Saved data entries
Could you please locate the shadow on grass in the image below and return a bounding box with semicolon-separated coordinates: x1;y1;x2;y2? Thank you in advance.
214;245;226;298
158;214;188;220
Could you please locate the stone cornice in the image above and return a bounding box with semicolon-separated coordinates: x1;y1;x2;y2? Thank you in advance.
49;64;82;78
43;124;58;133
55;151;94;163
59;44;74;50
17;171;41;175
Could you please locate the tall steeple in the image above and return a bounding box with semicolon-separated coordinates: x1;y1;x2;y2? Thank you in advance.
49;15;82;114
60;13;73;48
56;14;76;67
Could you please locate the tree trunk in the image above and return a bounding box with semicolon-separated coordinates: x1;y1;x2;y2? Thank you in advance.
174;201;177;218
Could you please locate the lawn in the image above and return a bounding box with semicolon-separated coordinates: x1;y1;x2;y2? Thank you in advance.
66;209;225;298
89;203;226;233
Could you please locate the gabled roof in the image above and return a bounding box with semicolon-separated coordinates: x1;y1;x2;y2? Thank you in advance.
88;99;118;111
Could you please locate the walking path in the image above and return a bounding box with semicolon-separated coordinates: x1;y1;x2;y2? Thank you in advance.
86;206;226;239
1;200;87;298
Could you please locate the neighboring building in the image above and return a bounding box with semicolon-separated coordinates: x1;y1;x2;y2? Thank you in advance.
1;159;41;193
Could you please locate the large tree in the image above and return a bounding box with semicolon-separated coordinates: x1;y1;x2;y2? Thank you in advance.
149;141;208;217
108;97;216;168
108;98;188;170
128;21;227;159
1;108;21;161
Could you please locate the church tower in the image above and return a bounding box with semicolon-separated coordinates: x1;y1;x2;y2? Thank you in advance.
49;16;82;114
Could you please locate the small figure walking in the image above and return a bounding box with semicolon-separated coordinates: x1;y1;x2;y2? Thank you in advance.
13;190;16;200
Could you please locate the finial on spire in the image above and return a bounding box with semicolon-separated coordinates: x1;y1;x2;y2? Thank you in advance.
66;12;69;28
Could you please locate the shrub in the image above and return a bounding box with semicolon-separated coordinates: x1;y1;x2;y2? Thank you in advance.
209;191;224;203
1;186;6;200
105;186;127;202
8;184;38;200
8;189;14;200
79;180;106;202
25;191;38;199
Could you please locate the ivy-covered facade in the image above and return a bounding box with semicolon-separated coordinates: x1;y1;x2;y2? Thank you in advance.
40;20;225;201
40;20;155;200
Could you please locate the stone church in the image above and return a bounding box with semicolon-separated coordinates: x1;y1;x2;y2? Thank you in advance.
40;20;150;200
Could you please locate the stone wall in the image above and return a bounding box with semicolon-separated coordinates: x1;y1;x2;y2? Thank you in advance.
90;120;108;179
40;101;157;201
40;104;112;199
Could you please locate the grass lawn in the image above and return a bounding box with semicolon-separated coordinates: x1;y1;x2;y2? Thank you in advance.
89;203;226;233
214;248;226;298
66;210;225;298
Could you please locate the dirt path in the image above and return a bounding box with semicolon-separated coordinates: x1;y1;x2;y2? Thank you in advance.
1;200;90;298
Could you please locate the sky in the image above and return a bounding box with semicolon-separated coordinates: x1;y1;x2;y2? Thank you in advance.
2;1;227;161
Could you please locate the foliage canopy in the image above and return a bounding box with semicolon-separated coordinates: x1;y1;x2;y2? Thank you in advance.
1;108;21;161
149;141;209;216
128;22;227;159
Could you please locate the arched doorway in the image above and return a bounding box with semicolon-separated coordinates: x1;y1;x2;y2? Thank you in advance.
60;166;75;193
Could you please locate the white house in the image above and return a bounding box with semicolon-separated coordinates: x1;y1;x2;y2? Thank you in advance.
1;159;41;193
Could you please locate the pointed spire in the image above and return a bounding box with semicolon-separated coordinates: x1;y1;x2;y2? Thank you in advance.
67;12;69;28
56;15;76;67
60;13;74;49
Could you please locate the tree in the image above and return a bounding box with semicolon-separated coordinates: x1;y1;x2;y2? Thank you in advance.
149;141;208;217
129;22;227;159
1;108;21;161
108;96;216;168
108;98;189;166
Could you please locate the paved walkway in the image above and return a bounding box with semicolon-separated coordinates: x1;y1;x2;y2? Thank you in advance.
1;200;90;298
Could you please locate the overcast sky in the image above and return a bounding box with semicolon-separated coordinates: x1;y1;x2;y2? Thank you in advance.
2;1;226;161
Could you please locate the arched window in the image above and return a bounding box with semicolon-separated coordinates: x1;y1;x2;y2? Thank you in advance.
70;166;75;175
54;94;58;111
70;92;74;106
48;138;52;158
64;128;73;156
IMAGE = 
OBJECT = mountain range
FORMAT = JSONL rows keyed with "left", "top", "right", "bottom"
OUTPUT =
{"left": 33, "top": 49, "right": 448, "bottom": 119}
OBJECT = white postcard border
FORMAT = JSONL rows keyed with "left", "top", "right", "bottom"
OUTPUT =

--- Problem ---
Repeat the data in its entirety, character for character.

--- Result of this task ---
Could you please locate the shadow on grass in the image below and return a bounding box with semicolon-separated coordinates: x1;y1;x2;y2? Thank you in advance.
214;245;226;298
158;214;188;220
Could you please locate the stone cornice in the image above and return a bounding box with semicolon-separated coordinates: x1;y1;x2;y2? Thank you in advance.
49;64;82;78
43;124;58;133
55;151;94;163
59;44;74;50
17;171;41;175
Could you please locate the tall steeple in the image above and return a bounding box with semicolon-separated coordinates: x1;y1;x2;y2? Thank you in advance.
49;15;82;114
60;13;73;48
56;14;76;67
Could you please locate the tree trunk in the image above and return a bounding box with semicolon-separated coordinates: x1;y1;x2;y2? Thank you in advance.
174;201;177;218
Could you please locate the lawn in the image above and return a bounding box with semicolon-separated coordinates: x1;y1;x2;y2? Thank you in advance.
66;209;225;298
89;203;226;233
Could you please locate the gabled roof in the image above and return a bounding box with semicolon-separated coordinates: x1;y1;x2;y2? Thank you in advance.
88;99;118;111
Could you please locate the walking path in the image above and return a bounding box with semicolon-separated coordinates: x1;y1;x2;y2? Thank you in advance.
86;206;226;239
1;200;87;298
Could you please locate the neighboring building in the image above and return a bounding box with semicolon-separated coordinates: x1;y1;x2;y2? Thank you in advance.
1;159;41;193
Could you please locate the large tree in the image above and return a bounding box with semicolon-separated coordinates: x1;y1;x2;y2? Thank you in advance.
149;141;208;217
108;97;216;168
108;98;188;170
128;21;227;159
1;108;21;161
Could you please locate the church tower in the image above and return a bounding box with semicolon-separated coordinates: x1;y1;x2;y2? Thank you in advance.
49;16;82;114
Could you please locate the small figure walking in the image above and return a bounding box with semicolon-separated coordinates: x1;y1;x2;y2? Thank you in advance.
13;190;16;200
Could you please locate the finial on spire in the image above and return a bounding box with semicolon-separated coordinates: x1;y1;x2;y2? Thank you in advance.
66;12;69;28
Could you please locate the shrub in the image above and return a bounding box with semicolon-separated coordinates: x1;y1;x2;y2? Thank you in advance.
209;191;224;203
1;186;6;200
105;186;127;202
8;184;38;200
8;189;14;200
79;180;106;202
25;191;38;199
Could you please locate the ivy-covered facade in the image above and return a bounding box with semicolon-separated coordinates: x1;y1;x2;y2? Thank you in advance.
40;20;225;201
40;20;155;200
Could you please locate the stone church in the image above and return a bounding box with semicolon-separated coordinates: x1;y1;x2;y2? Thank you in advance.
40;20;150;200
Could you please locate the stone wall in the image above and return a bounding box with semicolon-separated coordinates: x1;y1;x2;y2? Thank you in advance.
90;120;108;179
40;101;157;201
40;104;112;199
Could you please locate the grass lawn in the image above and return a bounding box with semicolon-separated coordinates: x1;y1;x2;y2? Thank you in advance.
89;203;226;233
214;248;226;298
66;210;225;298
Could you please locate the dirt path in the image above and return a bounding box with semicolon-separated coordinates: x1;y1;x2;y2? Thank you in advance.
1;200;90;298
Could you please locate the sky in the image above and return a bounding box with semicolon-separated coordinates: x1;y1;x2;y2? Thank you in advance.
2;1;227;161
Could you please locate the foliage canopy in the image above and return a bounding box with semicolon-separated coordinates: x1;y1;x2;y2? Thank you in advance.
1;108;21;161
149;141;209;216
128;22;227;159
Could you please locate the arched doorway in the image above and return a bounding box with semicolon-separated coordinates: x1;y1;x2;y2? Thank you in advance.
60;166;75;193
Could you please locate the white house in the image above and return a bounding box with semicolon-separated coordinates: x1;y1;x2;y2? Thank you in advance.
1;159;41;193
Could you please locate the pointed spire in the image above and return a bounding box with semicolon-separated coordinates: x1;y1;x2;y2? Thank you in advance.
67;12;69;28
56;15;76;67
60;13;74;49
Could you please locate the tree in the image above and return a bounding box with semicolon-separated coordinates: x1;y1;x2;y2? Thank you in advance.
149;141;208;217
129;22;227;159
1;108;21;161
108;96;216;168
108;98;189;166
Could you please locate the paved walkway in the image above and return a bounding box with semicolon-separated coordinates: x1;y1;x2;y2? Thank you in advance.
1;200;90;298
Could you please locate the overcast sky in the image above and return a bounding box with semicolon-separated coordinates: x1;y1;x2;y2? Thank you in advance.
2;1;226;161
Could you please locate the arched window in the image above and return a bounding box with semicolon-separated coordinates: x1;y1;x2;y2? Thank you in advance.
70;166;75;175
54;94;58;111
70;92;74;106
48;138;52;158
64;128;73;156
IMAGE = 
OBJECT = mountain range
FORMAT = JSONL rows keyed with "left", "top", "right", "bottom"
OUTPUT =
{"left": 33, "top": 49, "right": 448, "bottom": 119}
OBJECT = white postcard border
FORMAT = JSONL rows keyed with "left", "top", "right", "bottom"
OUTPUT =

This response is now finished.